## [WHAT IS EXPECTED]
Images are excluded; otherwise, output every record exactly.

::: MATERIAL PROVIDED

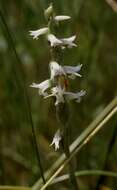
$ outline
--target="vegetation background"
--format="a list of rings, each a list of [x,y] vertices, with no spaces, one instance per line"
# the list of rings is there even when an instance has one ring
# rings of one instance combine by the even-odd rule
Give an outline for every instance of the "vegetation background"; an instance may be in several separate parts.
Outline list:
[[[48,46],[43,37],[36,41],[29,36],[29,30],[46,24],[43,11],[49,3],[48,0],[0,0],[0,11],[18,55],[14,54],[9,31],[0,17],[1,185],[31,186],[39,178],[30,113],[43,169],[51,167],[62,153],[49,147],[57,130],[53,102],[43,100],[37,90],[29,87],[32,82],[39,83],[49,76]],[[72,17],[71,21],[60,25],[59,35],[77,35],[78,47],[66,50],[63,56],[66,65],[83,64],[82,79],[73,81],[71,87],[87,91],[80,104],[70,105],[73,142],[117,94],[117,13],[106,0],[53,0],[53,4],[56,14]],[[31,107],[27,107],[25,89]],[[117,117],[114,116],[76,156],[76,171],[117,172],[117,138],[113,137],[116,133]],[[99,189],[100,183],[117,189],[117,181],[111,177],[79,177],[83,190]],[[51,189],[56,188],[68,189],[68,183],[51,186]]]

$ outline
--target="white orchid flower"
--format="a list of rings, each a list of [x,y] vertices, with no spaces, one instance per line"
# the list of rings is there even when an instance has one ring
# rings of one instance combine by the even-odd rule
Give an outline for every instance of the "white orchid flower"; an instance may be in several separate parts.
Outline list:
[[[32,88],[38,88],[40,95],[42,95],[42,96],[47,96],[48,93],[45,92],[45,91],[46,91],[48,88],[51,87],[51,81],[48,79],[48,80],[45,80],[45,81],[41,82],[40,84],[33,83],[32,85],[30,85],[30,87],[32,87]]]
[[[52,143],[50,144],[50,146],[55,145],[55,151],[57,151],[59,149],[59,143],[60,143],[61,139],[62,139],[62,137],[60,134],[60,130],[58,130],[54,135]]]
[[[54,17],[54,20],[59,22],[59,21],[64,21],[64,20],[69,20],[71,17],[66,16],[66,15],[57,15]]]
[[[74,40],[76,39],[76,36],[71,36],[69,38],[62,38],[60,39],[62,41],[62,48],[65,48],[67,46],[68,48],[77,47],[77,45],[74,43]]]
[[[56,61],[50,62],[51,79],[54,79],[58,75],[65,75],[64,69]]]
[[[64,89],[62,89],[61,87],[53,87],[51,89],[51,94],[50,95],[47,95],[45,96],[45,98],[49,98],[49,97],[52,97],[52,96],[55,96],[56,97],[56,102],[55,102],[55,106],[57,106],[59,103],[64,103],[65,102],[65,99],[64,99]]]
[[[51,47],[56,47],[62,45],[62,41],[59,40],[55,35],[48,34],[47,36],[48,41],[50,42]]]
[[[81,97],[86,94],[84,90],[81,90],[80,92],[77,93],[67,92],[64,89],[62,89],[60,86],[53,87],[51,91],[52,94],[45,96],[45,98],[55,96],[56,97],[55,106],[57,106],[59,103],[64,103],[65,99],[68,101],[75,100],[76,102],[80,102]]]
[[[82,64],[77,66],[63,66],[63,70],[66,74],[69,75],[71,79],[74,79],[75,76],[81,77],[78,73],[81,70]]]
[[[73,92],[64,92],[67,100],[75,100],[76,102],[81,101],[81,97],[86,94],[85,90],[81,90],[80,92],[73,93]]]
[[[81,77],[78,73],[81,70],[82,65],[77,66],[61,66],[56,61],[50,62],[51,79],[54,79],[57,75],[68,75],[71,79],[75,76]]]
[[[49,28],[44,27],[38,30],[31,30],[29,32],[30,32],[30,35],[33,36],[33,39],[37,40],[40,35],[47,34],[49,32]]]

::::::

## [EXERCISE OUTPUT]
$ outline
--target="vegetation background"
--format="a list of rings, each a list of [x,y] vertices, with no spaces, one instance per line"
# the list of rings is there even when an instance has one ring
# rings of one instance combine by the even-odd rule
Give an outline for every instance of the "vegetation background"; an instance may be in several separate parts.
Outline list:
[[[48,46],[43,37],[36,41],[29,36],[29,30],[46,24],[43,11],[49,3],[48,0],[0,0],[0,11],[18,55],[14,54],[9,31],[0,17],[1,185],[31,186],[39,178],[30,113],[43,169],[51,167],[62,153],[49,147],[57,130],[53,102],[43,100],[37,90],[29,87],[32,82],[39,83],[49,76]],[[72,17],[71,21],[60,25],[59,35],[77,35],[78,47],[66,50],[63,56],[66,65],[83,64],[82,79],[73,81],[71,87],[87,91],[80,104],[70,105],[73,142],[117,94],[117,13],[106,0],[53,0],[53,4],[56,14]],[[31,107],[27,107],[25,89]],[[117,117],[114,116],[76,156],[76,171],[117,172],[117,138],[113,137],[116,133]],[[99,189],[100,183],[117,189],[117,181],[111,177],[79,177],[83,190]],[[51,189],[56,188],[68,189],[68,183],[51,186]]]

$ outline
--target="white orchid flower"
--format="a list of rings, each a list of [x,y] vertices, with no spaces, one instance per line"
# the list of rings is there even when an instance has one ring
# rings of one instance combine by the even-odd rule
Give an outline for every instance of the "white orchid flower"; an instance may be in several separate parts.
Outline list:
[[[32,88],[38,88],[40,95],[42,95],[42,96],[47,96],[48,93],[45,92],[45,91],[46,91],[48,88],[51,87],[51,81],[48,79],[48,80],[45,80],[45,81],[41,82],[40,84],[33,83],[32,85],[30,85],[30,87],[32,87]]]
[[[52,143],[50,144],[50,146],[55,145],[55,151],[57,151],[59,149],[59,143],[60,143],[61,139],[62,139],[62,137],[60,134],[60,130],[58,130],[54,135]]]
[[[54,17],[54,20],[59,22],[59,21],[64,21],[64,20],[69,20],[71,17],[66,16],[66,15],[57,15]]]
[[[74,40],[76,39],[76,36],[71,36],[69,38],[62,38],[60,39],[62,41],[62,48],[65,48],[67,46],[68,48],[77,47],[77,45],[74,43]]]
[[[56,61],[50,62],[51,79],[54,79],[58,75],[65,75],[64,69]]]
[[[64,89],[62,89],[61,87],[53,87],[51,89],[51,94],[50,95],[47,95],[45,96],[45,98],[49,98],[49,97],[52,97],[52,96],[55,96],[56,97],[56,102],[55,102],[55,106],[57,106],[59,103],[64,103],[65,102],[65,99],[64,99]]]
[[[51,47],[56,47],[62,45],[62,41],[59,40],[55,35],[48,34],[47,36],[48,41],[50,42]]]
[[[81,97],[86,94],[84,90],[81,90],[80,92],[77,93],[67,92],[64,89],[62,89],[60,86],[53,87],[51,91],[52,94],[45,96],[45,98],[55,96],[56,97],[55,106],[57,106],[59,103],[64,103],[65,99],[68,101],[75,100],[76,102],[80,102]]]
[[[82,64],[77,66],[63,66],[63,70],[66,74],[69,75],[71,79],[74,79],[75,76],[81,77],[78,73],[81,70]]]
[[[73,92],[64,92],[67,100],[75,100],[76,102],[81,101],[81,97],[86,94],[85,90],[81,90],[80,92],[73,93]]]
[[[81,77],[78,73],[81,70],[82,65],[77,66],[61,66],[56,61],[50,62],[51,79],[54,79],[57,75],[68,75],[71,79],[75,76]]]
[[[49,28],[44,27],[38,30],[31,30],[29,32],[30,32],[30,35],[33,36],[33,39],[37,40],[40,35],[47,34],[49,32]]]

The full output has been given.